Record extracts:
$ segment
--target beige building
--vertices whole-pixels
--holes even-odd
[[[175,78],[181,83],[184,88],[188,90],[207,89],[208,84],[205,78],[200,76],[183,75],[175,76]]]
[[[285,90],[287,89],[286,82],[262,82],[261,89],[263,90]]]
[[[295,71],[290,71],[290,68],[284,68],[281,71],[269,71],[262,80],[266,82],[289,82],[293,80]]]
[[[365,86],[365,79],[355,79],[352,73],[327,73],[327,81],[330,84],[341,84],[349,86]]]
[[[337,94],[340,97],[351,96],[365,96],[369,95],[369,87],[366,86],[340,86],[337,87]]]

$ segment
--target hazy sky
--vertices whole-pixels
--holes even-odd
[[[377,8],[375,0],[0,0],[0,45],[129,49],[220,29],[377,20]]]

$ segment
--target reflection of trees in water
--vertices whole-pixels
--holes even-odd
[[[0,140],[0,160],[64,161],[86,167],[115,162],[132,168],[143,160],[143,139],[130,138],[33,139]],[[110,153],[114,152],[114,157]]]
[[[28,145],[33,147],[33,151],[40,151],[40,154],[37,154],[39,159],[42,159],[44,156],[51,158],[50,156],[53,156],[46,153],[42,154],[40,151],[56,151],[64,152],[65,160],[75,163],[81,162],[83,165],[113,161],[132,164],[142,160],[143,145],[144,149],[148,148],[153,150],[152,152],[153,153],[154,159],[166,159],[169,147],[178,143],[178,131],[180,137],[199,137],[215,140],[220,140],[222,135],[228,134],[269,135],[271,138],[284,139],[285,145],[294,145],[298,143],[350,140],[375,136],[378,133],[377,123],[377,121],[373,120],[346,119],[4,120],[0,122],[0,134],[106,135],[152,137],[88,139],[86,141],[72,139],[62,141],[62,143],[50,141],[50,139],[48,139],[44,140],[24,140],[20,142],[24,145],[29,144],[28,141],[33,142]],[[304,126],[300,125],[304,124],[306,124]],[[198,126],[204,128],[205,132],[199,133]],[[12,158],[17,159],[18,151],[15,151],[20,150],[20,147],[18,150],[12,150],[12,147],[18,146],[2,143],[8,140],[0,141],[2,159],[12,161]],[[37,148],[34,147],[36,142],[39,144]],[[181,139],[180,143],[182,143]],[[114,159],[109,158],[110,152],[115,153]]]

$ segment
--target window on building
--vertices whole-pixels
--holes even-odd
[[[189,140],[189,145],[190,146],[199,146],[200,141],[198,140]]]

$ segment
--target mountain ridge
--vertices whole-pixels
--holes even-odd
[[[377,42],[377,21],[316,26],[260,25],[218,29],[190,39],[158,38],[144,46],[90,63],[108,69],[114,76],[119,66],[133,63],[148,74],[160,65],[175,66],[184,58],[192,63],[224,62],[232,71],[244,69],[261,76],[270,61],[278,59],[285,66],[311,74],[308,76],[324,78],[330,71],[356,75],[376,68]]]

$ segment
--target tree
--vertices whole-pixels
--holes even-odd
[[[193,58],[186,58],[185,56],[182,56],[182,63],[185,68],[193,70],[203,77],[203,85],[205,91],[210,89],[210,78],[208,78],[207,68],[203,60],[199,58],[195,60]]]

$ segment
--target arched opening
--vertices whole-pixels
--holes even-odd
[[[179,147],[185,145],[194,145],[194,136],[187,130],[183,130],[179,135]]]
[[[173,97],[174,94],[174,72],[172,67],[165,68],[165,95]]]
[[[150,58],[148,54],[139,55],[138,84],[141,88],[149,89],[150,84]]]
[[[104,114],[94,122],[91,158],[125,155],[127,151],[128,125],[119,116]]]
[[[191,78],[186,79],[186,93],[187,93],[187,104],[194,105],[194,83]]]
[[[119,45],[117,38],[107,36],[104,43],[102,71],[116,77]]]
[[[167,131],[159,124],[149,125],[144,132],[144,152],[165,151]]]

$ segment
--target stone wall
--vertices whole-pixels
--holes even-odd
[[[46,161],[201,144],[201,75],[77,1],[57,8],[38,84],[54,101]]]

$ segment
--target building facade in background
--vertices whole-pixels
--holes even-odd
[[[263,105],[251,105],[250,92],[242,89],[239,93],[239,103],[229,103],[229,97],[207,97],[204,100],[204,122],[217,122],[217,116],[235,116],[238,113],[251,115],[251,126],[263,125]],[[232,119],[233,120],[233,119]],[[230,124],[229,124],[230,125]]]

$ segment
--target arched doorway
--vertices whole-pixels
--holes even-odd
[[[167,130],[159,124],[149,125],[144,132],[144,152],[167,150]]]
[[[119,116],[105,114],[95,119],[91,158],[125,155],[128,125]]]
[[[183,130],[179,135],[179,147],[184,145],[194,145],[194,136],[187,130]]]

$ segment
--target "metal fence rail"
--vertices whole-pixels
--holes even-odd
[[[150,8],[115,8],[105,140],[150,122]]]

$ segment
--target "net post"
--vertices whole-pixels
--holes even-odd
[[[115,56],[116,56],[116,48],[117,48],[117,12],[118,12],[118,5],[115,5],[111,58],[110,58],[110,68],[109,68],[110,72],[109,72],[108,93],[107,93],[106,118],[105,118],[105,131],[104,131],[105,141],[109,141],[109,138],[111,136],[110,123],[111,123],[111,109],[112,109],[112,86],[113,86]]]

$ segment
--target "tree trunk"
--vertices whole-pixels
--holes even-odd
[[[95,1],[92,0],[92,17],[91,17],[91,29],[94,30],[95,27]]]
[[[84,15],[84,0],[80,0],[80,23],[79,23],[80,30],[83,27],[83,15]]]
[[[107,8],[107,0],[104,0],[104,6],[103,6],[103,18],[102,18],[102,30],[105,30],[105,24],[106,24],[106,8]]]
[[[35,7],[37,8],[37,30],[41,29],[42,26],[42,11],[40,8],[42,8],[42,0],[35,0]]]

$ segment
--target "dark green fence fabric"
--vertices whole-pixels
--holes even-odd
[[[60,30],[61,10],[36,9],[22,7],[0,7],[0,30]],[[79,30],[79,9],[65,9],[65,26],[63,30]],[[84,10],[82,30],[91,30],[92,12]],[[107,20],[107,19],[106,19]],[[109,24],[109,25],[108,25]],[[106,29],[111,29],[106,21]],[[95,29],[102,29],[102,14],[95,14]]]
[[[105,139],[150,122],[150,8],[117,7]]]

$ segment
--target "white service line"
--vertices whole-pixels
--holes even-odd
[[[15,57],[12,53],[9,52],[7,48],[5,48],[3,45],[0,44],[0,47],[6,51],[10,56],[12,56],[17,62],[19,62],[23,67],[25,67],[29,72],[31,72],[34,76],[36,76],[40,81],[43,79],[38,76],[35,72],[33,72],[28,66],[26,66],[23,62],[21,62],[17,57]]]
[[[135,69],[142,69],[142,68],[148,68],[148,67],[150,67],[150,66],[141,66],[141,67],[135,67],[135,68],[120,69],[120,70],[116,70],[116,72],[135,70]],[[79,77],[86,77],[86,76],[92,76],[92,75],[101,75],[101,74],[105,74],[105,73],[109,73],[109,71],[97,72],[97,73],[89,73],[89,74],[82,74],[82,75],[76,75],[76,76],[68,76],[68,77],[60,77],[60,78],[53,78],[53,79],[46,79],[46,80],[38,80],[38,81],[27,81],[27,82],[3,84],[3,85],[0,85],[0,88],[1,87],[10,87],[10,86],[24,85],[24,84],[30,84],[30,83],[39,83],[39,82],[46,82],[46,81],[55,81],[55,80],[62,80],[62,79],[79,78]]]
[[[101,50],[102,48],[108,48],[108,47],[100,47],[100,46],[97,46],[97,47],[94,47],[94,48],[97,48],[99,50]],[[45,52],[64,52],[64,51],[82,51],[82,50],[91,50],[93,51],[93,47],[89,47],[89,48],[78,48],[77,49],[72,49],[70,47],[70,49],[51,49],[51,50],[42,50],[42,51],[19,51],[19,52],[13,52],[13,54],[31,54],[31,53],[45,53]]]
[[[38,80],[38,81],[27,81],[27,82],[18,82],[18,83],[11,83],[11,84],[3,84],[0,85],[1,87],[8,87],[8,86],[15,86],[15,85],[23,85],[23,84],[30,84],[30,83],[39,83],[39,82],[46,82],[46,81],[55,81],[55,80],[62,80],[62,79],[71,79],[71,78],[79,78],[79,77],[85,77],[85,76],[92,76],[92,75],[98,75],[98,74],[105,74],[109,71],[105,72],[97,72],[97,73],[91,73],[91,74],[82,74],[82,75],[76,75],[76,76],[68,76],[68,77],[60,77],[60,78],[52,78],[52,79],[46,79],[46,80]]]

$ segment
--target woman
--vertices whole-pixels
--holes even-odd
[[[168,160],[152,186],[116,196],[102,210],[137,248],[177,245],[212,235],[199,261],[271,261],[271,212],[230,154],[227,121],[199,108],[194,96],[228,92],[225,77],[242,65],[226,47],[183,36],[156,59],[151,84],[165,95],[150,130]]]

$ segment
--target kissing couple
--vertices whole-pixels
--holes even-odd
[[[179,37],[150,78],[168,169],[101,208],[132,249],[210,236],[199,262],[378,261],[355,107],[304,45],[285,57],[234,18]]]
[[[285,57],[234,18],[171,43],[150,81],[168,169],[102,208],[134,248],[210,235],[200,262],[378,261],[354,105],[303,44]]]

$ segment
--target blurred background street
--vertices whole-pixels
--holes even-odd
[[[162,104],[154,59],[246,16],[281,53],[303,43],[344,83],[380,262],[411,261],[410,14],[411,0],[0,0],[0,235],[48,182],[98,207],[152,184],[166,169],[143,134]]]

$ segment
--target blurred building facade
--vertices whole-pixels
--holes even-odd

Written instruction: Recast the records, from their first line through the line that contains "[[[377,8],[375,0],[0,0],[0,45],[129,49],[220,29],[377,20]]]", as a Markdown table with the columns Row and Record line. Number each row and leave out blank lines.

Result below:
| Row | Record line |
|---|---|
| 1 | $ segment |
| 2 | --target beige building |
| 3 | --vertices whole-pixels |
| 4 | --holes even-odd |
| 5 | [[[175,78],[181,83],[184,88],[188,90],[207,89],[208,84],[205,78],[200,76],[183,75],[175,76]]] |
| 6 | [[[285,90],[287,89],[286,82],[262,82],[261,89],[263,90]]] |
| 7 | [[[295,71],[290,71],[290,68],[284,68],[281,71],[269,71],[262,80],[266,82],[289,82],[293,80]]] |
| 8 | [[[365,86],[365,79],[355,79],[352,73],[327,73],[327,81],[330,84],[341,84],[349,86]]] |
| 9 | [[[337,94],[340,97],[351,96],[365,96],[369,95],[369,87],[366,86],[340,86],[337,87]]] |
| 10 | $ segment |
| 11 | --target hazy sky |
| 12 | --vertices whole-pixels |
| 13 | --holes even-odd |
| 14 | [[[377,8],[375,0],[0,0],[0,45],[129,49],[220,29],[377,20]]] |